--- begin Source ---

There are constant bank runs. The bond markets panic and governments along its southern perimeter need bailouts every few years. Unemployment has sky-rocketed and growth remains sluggish, no matter how many hundreds of billions of printed money the European Central Bank (ECB) throws at the economy. Everyone is tediously aware of how the Eurozone has been a financial disaster. But it is now starting to become clear that it is a social disaster as well. What often gets lost in the discussion of growth rates, bailouts and banking harmonisation is that the Eurozone is turning into a poverty machine.

--- end Source ---
--- begin Record excerpts ---

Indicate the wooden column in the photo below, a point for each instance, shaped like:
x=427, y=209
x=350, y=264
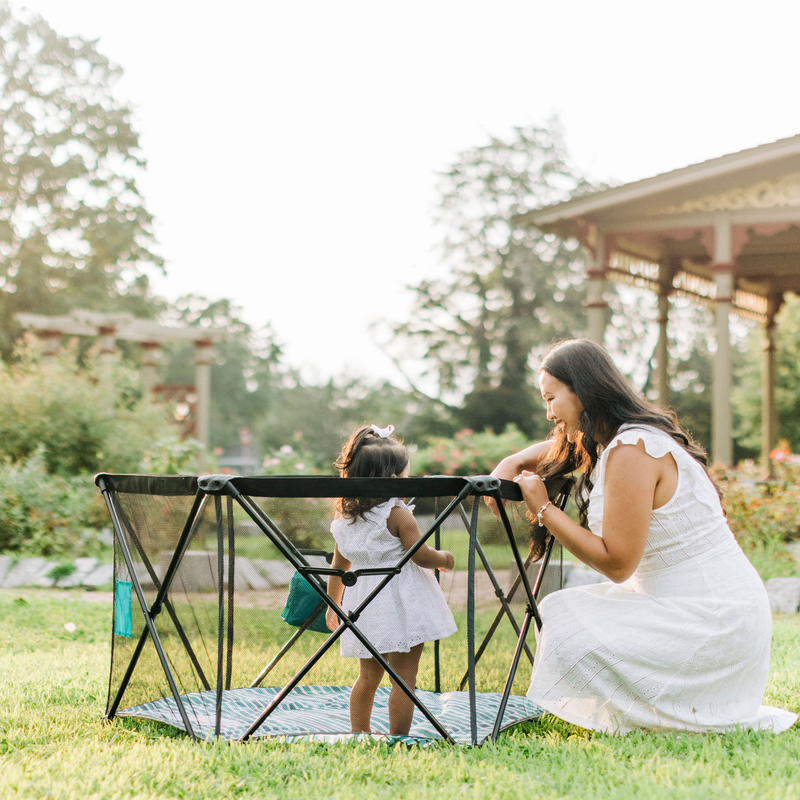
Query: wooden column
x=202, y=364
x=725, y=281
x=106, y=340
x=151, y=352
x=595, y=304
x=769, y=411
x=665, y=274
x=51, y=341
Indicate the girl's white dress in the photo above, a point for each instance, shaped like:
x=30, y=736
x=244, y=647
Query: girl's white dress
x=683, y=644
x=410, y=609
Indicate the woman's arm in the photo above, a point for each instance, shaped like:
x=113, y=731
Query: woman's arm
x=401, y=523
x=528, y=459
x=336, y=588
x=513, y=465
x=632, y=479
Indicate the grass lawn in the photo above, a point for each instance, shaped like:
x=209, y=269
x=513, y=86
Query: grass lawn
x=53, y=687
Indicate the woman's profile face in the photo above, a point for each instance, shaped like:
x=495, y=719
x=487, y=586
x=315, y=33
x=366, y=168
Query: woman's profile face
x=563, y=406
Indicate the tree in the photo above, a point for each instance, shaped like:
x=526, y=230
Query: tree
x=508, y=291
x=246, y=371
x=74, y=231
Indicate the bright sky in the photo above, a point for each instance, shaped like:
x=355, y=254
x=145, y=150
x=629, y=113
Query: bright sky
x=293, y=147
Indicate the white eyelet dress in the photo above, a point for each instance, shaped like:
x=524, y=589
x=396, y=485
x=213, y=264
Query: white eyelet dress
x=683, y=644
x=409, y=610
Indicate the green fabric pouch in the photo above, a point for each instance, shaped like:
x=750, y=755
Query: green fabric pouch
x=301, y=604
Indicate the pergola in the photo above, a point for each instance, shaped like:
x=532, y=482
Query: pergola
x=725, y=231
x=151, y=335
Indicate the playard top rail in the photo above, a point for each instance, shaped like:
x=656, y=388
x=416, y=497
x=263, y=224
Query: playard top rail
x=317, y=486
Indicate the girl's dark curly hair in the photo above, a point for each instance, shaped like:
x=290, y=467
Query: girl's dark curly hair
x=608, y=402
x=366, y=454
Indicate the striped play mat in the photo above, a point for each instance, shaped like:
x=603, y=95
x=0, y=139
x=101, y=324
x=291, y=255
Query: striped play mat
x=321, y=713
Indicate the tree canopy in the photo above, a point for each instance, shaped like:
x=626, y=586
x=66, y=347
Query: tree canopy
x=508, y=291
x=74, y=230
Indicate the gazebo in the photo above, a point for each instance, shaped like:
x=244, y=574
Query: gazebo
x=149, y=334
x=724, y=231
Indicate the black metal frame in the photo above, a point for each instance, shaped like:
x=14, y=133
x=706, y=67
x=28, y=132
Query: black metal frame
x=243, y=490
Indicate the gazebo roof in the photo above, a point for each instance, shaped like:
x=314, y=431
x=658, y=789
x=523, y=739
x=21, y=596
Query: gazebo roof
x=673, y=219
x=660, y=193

--- end Record excerpts ---

Tasks to perform:
a - Answer these questions using the Eurozone passage:
(i) How often do governments along the southern perimeter need bailouts?
(ii) Which institution throws printed money at the economy?
(iii) What is the Eurozone turning into?
b - State whether each claim agrees with the Eurozone passage, and quote the words that decide it.
(i) Growth in the Eurozone remains strong.
(ii) The Eurozone is a social disaster as well as a financial one.
(iii) Unemployment has fallen.
c - Translate this sentence from the Eurozone passage into Spanish: "Everyone is tediously aware of how the Eurozone has been a financial disaster."

Expected responses:
a -
(i) Every few years.
(ii) The European Central Bank (ECB).
(iii) A poverty machine.

b -
(i) No: "growth remains sluggish"
(ii) Yes: "it is a social disaster as well"
(iii) No: "Unemployment has sky-rocketed"

c - Todo el mundo es tediosamente consciente de cómo la eurozona ha sido un desastre financiero.